■ **The input**
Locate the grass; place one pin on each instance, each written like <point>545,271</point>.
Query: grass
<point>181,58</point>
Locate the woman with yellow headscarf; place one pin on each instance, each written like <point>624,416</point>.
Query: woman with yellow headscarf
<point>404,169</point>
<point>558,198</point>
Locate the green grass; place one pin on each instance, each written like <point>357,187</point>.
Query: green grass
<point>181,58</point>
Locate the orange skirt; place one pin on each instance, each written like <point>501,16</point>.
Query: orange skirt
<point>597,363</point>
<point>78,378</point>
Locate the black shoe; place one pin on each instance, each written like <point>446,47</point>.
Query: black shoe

==

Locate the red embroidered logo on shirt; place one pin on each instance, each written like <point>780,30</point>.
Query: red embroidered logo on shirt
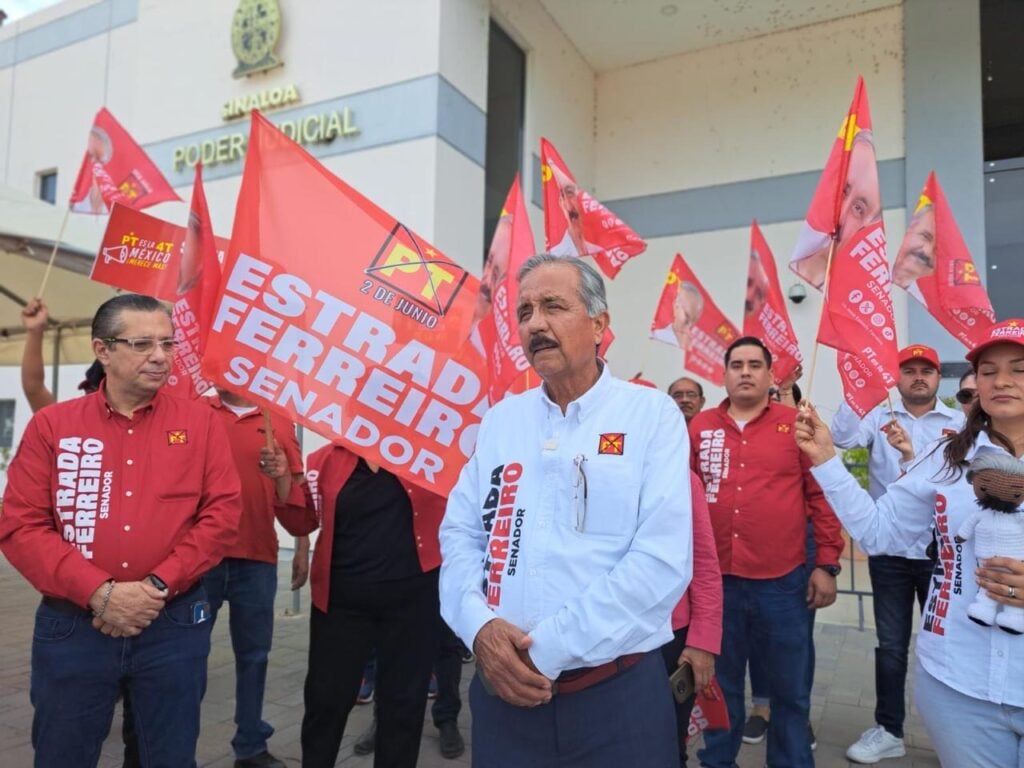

--

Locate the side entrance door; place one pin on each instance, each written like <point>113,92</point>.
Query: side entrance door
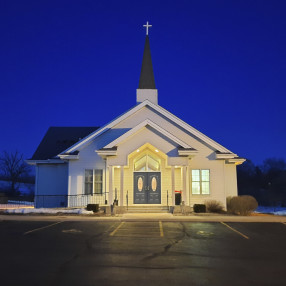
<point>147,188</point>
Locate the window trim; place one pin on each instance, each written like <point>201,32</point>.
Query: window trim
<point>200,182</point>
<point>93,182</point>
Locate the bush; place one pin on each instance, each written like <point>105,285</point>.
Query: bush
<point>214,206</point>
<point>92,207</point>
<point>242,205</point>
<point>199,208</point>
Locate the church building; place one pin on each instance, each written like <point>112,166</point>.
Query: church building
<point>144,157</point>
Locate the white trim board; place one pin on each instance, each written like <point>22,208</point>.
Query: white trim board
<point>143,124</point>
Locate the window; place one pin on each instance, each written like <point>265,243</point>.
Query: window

■ **The problem**
Repeat the stretch of the data above from the line containing "Locate the orange" through the line containing "Query: black shoe", with both of those lines included and every line unchanged.

■ **Correct response**
Locate the orange skirt; place one pin on each instance, each written like <point>501,16</point>.
Query: orange skirt
<point>597,363</point>
<point>78,378</point>
Locate the black shoe; place one pin on each instance, each written like <point>446,47</point>.
Query: black shoe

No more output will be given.